• _BRIEF_: The output is the line holding "Exercise. For every instance of the conifer" and all lines after it to the end of the records below; restate them unchanged and add nothing.

:: PROVIDED ENTRIES ::

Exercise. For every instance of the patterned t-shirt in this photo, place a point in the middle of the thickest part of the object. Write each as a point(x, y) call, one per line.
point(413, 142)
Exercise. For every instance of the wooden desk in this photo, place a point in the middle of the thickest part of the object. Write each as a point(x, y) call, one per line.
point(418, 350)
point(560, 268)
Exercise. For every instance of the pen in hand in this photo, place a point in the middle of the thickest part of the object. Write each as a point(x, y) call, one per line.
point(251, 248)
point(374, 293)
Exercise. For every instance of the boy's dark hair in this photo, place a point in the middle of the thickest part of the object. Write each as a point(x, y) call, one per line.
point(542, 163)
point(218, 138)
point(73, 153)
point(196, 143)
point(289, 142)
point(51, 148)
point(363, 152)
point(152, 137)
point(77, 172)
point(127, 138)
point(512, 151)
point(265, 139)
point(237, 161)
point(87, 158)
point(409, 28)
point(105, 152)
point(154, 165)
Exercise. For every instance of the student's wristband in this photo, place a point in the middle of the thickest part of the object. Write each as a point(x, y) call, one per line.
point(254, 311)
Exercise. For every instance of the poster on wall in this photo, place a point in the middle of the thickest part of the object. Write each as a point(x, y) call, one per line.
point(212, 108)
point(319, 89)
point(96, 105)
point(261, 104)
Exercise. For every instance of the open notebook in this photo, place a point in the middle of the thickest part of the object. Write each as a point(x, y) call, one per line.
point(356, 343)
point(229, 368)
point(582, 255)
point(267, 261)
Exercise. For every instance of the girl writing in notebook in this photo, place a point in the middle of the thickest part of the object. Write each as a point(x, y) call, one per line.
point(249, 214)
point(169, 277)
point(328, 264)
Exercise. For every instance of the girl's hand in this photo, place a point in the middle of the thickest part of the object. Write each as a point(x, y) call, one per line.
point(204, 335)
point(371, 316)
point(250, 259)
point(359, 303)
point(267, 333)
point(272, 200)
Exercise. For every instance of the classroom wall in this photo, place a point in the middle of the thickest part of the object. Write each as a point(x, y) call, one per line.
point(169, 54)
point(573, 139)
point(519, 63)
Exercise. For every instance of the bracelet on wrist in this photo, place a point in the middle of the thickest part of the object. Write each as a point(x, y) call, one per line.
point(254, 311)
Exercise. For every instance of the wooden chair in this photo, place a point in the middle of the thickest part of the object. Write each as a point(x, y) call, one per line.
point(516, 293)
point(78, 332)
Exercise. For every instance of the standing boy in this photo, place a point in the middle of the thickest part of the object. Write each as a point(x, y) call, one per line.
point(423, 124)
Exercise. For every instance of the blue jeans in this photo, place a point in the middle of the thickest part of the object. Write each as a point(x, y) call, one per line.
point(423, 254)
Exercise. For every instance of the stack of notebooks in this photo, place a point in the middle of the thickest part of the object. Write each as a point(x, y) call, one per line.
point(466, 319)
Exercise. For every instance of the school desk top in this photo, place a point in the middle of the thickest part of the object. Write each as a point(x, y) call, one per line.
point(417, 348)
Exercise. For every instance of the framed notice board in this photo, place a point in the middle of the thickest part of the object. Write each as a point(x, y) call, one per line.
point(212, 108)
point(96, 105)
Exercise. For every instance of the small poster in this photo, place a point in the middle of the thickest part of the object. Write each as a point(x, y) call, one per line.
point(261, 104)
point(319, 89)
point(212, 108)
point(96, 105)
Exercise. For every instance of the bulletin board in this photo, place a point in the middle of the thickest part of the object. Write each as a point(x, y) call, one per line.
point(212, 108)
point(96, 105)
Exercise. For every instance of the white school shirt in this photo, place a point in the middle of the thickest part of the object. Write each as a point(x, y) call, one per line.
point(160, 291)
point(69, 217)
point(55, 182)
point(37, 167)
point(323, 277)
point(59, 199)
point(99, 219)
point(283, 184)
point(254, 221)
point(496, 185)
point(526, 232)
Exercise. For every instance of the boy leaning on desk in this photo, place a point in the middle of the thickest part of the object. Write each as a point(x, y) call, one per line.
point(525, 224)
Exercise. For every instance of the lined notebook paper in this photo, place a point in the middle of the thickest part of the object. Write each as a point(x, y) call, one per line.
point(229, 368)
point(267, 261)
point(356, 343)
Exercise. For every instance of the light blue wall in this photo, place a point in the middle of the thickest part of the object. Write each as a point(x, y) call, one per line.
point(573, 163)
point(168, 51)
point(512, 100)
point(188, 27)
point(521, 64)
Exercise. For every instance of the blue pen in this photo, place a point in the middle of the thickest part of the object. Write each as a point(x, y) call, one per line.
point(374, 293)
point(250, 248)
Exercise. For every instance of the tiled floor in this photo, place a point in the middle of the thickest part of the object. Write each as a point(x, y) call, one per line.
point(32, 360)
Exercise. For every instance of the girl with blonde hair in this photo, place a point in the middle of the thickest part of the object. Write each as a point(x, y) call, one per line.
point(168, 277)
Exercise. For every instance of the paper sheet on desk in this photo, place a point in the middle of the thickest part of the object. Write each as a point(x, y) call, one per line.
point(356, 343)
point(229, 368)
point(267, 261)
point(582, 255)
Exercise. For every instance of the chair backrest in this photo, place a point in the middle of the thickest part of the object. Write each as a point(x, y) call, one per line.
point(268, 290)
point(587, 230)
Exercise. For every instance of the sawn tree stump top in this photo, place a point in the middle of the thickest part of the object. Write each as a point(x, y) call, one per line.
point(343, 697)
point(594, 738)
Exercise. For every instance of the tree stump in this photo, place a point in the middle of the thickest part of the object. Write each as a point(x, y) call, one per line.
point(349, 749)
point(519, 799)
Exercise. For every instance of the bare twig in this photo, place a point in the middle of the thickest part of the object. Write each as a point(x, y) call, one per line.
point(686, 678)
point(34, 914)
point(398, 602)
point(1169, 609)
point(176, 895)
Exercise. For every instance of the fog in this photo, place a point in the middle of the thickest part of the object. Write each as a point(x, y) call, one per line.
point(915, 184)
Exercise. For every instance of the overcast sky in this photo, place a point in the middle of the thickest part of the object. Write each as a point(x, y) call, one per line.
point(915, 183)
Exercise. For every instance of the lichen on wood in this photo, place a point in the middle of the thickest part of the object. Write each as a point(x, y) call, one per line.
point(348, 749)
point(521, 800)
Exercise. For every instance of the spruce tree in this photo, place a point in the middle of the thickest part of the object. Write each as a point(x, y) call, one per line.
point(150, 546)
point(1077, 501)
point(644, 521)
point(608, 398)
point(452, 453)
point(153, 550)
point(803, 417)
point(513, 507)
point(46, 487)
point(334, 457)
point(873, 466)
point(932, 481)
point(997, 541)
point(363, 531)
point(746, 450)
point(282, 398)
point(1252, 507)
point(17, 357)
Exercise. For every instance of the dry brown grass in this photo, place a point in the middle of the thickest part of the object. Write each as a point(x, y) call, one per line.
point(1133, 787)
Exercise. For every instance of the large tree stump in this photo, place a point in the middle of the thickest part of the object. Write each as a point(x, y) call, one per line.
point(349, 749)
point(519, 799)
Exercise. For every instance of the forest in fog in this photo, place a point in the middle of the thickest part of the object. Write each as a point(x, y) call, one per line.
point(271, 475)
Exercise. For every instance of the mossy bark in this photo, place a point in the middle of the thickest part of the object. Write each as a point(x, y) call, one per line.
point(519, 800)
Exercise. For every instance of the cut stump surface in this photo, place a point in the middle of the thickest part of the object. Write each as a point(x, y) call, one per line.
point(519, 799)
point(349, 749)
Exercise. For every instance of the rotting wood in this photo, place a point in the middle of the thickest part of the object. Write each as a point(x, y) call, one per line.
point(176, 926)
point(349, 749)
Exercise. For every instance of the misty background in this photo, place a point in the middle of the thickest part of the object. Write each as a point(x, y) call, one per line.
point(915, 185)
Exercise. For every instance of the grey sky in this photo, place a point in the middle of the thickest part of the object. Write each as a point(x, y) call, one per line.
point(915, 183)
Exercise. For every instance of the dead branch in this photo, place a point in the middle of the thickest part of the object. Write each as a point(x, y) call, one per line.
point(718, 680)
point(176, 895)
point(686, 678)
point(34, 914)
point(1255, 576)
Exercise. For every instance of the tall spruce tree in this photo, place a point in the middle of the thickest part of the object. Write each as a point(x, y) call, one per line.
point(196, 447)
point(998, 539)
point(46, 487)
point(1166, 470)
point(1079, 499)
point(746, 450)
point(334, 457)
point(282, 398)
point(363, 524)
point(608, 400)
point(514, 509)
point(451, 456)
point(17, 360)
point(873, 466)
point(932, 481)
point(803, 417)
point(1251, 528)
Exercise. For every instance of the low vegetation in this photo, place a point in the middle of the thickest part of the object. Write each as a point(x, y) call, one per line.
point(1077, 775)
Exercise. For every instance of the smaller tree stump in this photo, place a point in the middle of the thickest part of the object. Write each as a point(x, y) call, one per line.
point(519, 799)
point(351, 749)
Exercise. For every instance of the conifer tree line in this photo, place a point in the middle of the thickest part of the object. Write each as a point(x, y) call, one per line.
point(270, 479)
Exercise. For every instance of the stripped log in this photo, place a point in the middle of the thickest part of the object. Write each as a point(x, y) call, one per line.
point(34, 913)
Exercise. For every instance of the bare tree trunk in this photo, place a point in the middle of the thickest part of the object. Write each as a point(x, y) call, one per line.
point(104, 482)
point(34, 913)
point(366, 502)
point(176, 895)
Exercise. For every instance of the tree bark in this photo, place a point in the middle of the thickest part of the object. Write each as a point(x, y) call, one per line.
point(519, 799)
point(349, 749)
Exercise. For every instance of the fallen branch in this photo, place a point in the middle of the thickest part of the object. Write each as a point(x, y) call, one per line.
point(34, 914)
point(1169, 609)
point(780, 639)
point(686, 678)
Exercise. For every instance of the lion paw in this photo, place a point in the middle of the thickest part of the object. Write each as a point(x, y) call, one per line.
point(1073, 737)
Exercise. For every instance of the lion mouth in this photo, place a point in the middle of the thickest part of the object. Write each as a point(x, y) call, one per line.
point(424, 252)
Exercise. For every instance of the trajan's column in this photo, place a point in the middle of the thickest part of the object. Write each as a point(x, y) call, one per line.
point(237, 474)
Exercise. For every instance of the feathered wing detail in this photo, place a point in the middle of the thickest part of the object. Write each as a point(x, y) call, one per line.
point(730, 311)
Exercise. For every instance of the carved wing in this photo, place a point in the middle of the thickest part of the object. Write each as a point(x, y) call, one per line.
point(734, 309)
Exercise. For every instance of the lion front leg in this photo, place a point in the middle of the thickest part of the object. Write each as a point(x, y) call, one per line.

:::

• _OUTPUT FOR THIS EXERCISE_:
Exercise. For every instance of the conifer tree line in this photo, place a point in the middle of the thickest part of the object. Write each as a point(x, y) call, one per line.
point(270, 479)
Exercise. For every instance of the stripped log in this photo, place a point in the middle of the thickest part of the object. Write each as a point(x, y) call, one per line.
point(34, 913)
Exercise. For every instance of the bare tree trunk in this photo, place a point in the middle of the thickest part of the object. Write each as a point(x, y) call, one per line.
point(104, 482)
point(34, 913)
point(366, 502)
point(176, 895)
Exercise. For every instance of the tree bark in this photo, place a point in the middle of the thickest part of the object. Write each as a point(x, y) call, one per line.
point(519, 799)
point(349, 749)
Exercise. For every instance of the fallen branch in this photo, place a point in the middle of the thickest part of the object. Write each as a point(x, y) call, one per line.
point(34, 914)
point(1169, 609)
point(780, 639)
point(686, 678)
Exercise. For every instance of the lion paw in this photo, place a point in the middle of the thickest part of the object. Write each as a point(x, y) call, one per line.
point(1073, 737)
Exercise. For every instance of the lion mouth in this photo, place a point in the middle of the thickest part of the object. Write each as a point(x, y) call, one per line.
point(424, 252)
Exercise. For every instance of the trajan's column in this photo, place a point in the middle of the thickest part of the object. Write each as a point(x, y) call, one per line.
point(237, 474)
Exercise. For every instance of the feathered wing detail in this photo, place a point in the middle of the thickest part of the object. Write each as a point(x, y) call, one per line.
point(730, 311)
Exercise. For every instance of the carved wing in this photo, place a point in the middle of the thickest part of the object. Write each as a point(x, y) call, one per line.
point(734, 309)
Exercise. For every instance of the lion front leg in this photo, place a point in the middle of the thickest part of the object. Write each as a point(x, y) call, one per line.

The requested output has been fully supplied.